_EXERCISE OBJECTIVE_
How many lines of the entries hold the string "white"? Reply with the number alone.

[Saved entries]
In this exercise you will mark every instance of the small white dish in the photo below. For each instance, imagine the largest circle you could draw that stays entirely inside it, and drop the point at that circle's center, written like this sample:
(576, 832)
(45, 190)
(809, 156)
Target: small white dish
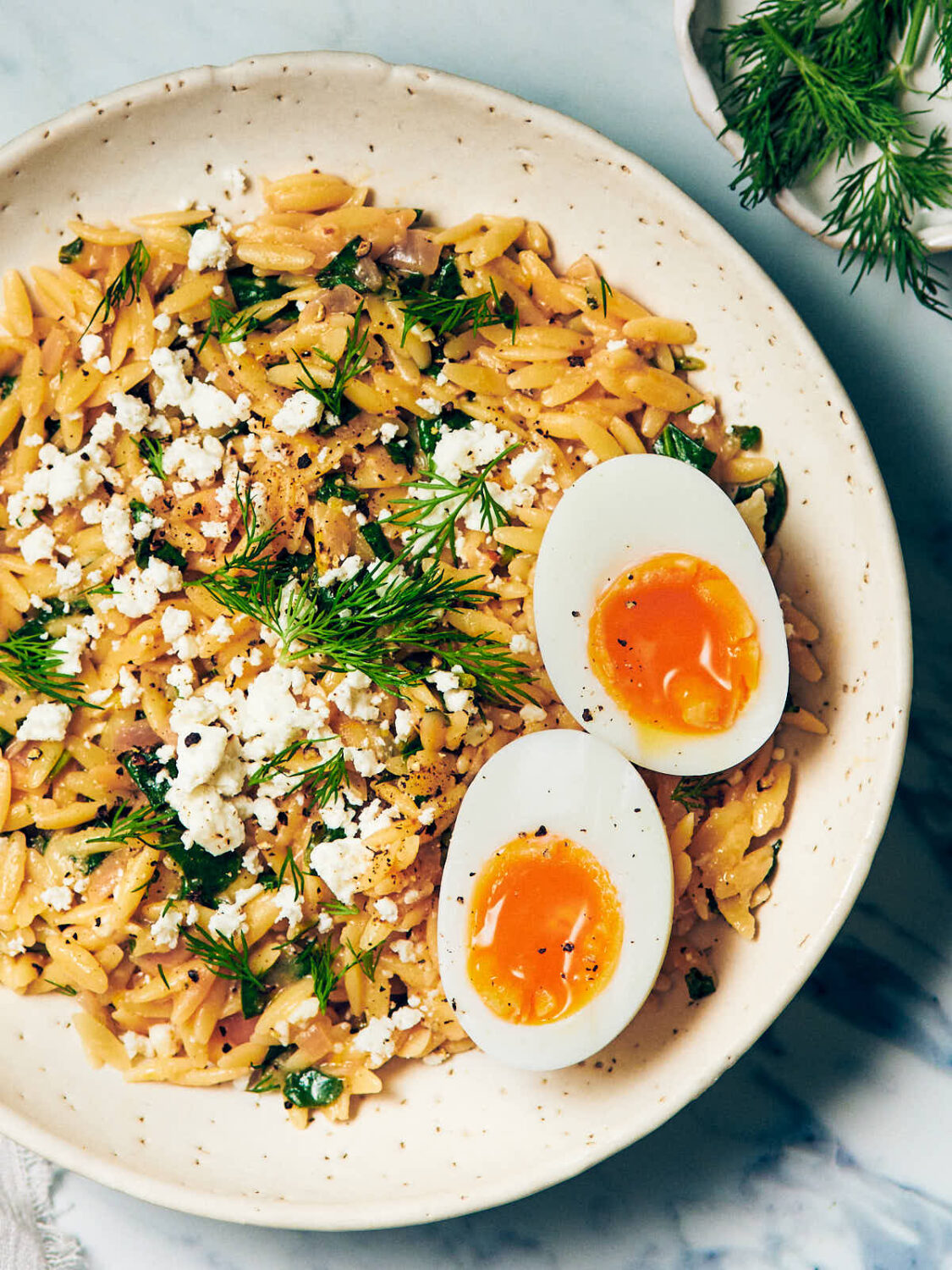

_TASK SOLUTION_
2